### DOCUMENT TEXT
It’s hard to browse DMU without finding at least one reference to Master’s influence (and more generally Paul Speckmann’s projects) on death metal. DMU’s ability to follow Master’s evolution has generally been better than my own, but I’m hoping that their upcoming albums will change that. An Epiphany of Hate will release on January 29th, 2016, presumably making it a superior purchase to other metal albums releasing that day, like Dream Theater‘s latest. Without any known teaser material out, I’d guess this album will follow up on the style of Master’s previous full length (The Witchhunt), but regardless of substyle this will be one to keep an eye on.
I hear that Aborted is flat. I don’t know if it’s true, although I wouldn’t be surprised if that installment of Sadistic Metal Reviews was correct about the band. No matter how flat Aborted is, though, they do seem to be one of the more commercially successful death metal bands as of late, and their commercial legacy continues with the Termination Redux EP. This EP will release on January 8th, 2016 in a vinyl pressing, and will make its way to digital retailers a week later. There’s no sign of an upcoming full length album to follow this EP, but Aborted will follow this up by touring Europe with Kataklysm and Septicflesh.

### GOAL 1
Please pull out the passage of the release news above from "I hear that" up to and including "Kataklysm and Septicflesh.", copying it word for word.
### GOAL 2
Answer these questions using the release news above:
(a) On what date will An Epiphany of Hate release?
(b) In what format will the Termination Redux EP first release?
(c) Which bands will Aborted tour Europe with?

A block of data
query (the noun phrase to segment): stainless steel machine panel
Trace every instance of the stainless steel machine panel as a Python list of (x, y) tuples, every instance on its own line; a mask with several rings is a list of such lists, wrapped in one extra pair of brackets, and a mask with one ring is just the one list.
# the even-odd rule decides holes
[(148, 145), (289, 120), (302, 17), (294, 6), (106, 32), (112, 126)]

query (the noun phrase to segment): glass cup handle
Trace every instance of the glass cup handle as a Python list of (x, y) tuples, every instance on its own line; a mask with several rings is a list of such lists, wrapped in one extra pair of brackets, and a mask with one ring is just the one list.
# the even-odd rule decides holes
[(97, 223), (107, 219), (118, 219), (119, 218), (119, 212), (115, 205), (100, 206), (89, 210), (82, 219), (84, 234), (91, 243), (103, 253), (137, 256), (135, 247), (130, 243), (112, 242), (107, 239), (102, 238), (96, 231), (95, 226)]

### TASK OUTPUT 1
I hear that Aborted is flat. I don’t know if it’s true, although I wouldn’t be surprised if that installment of Sadistic Metal Reviews was correct about the band. No matter how flat Aborted is, though, they do seem to be one of the more commercially successful death metal bands as of late, and their commercial legacy continues with the Termination Redux EP. This EP will release on January 8th, 2016 in a vinyl pressing, and will make its way to digital retailers a week later. There’s no sign of an upcoming full length album to follow this EP, but Aborted will follow this up by touring Europe with Kataklysm and Septicflesh.

### TASK OUTPUT 2
(a) January 29th, 2016
(b) A vinyl pressing
(c) Kataklysm and Septicflesh